— start —

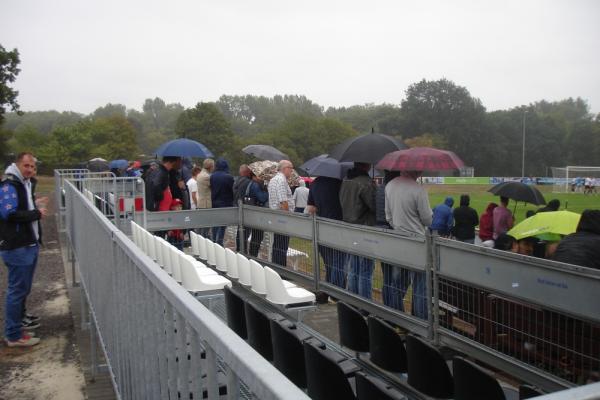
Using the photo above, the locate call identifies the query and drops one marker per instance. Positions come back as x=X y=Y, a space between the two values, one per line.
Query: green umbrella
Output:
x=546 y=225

— end —
— start —

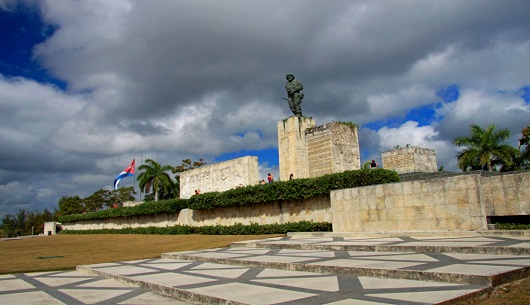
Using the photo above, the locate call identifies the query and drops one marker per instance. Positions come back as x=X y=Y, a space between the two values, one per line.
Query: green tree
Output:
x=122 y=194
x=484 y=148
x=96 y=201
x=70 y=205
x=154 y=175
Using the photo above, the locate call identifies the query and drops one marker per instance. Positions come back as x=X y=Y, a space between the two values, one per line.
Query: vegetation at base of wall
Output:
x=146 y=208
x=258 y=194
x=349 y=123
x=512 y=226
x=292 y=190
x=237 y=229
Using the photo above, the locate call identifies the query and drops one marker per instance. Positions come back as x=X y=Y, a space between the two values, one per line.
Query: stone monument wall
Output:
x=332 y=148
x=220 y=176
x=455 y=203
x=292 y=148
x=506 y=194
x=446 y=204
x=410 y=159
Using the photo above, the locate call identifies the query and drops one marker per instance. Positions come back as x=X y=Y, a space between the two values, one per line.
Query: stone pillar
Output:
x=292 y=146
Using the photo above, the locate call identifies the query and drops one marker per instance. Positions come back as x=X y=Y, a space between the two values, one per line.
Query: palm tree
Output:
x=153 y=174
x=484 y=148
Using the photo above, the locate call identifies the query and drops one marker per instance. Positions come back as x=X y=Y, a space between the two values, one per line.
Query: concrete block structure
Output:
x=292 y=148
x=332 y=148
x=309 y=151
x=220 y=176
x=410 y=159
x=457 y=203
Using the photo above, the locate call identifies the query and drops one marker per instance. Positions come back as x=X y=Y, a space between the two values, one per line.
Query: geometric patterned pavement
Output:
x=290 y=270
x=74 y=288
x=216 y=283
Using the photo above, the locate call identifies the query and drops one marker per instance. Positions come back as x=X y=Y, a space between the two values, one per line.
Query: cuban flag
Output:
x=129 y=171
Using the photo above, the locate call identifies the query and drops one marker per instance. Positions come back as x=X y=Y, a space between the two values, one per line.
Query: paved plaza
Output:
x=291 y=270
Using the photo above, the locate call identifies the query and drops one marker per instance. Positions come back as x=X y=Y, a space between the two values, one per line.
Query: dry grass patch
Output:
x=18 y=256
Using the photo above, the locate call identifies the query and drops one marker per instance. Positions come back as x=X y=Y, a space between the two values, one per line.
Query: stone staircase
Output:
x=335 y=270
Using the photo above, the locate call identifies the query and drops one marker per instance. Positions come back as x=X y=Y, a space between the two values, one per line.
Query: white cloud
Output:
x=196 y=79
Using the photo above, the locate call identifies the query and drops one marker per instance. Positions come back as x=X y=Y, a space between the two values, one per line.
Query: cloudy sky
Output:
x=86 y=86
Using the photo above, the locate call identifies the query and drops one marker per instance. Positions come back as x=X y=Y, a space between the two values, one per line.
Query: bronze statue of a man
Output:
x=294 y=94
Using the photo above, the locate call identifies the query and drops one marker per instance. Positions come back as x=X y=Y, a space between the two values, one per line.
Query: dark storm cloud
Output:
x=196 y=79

— end —

- _Aim_: Show every line of the records above that contains the string "green". Case counts.

- _Answer to the task_:
Query: green umbrella
Query: green tree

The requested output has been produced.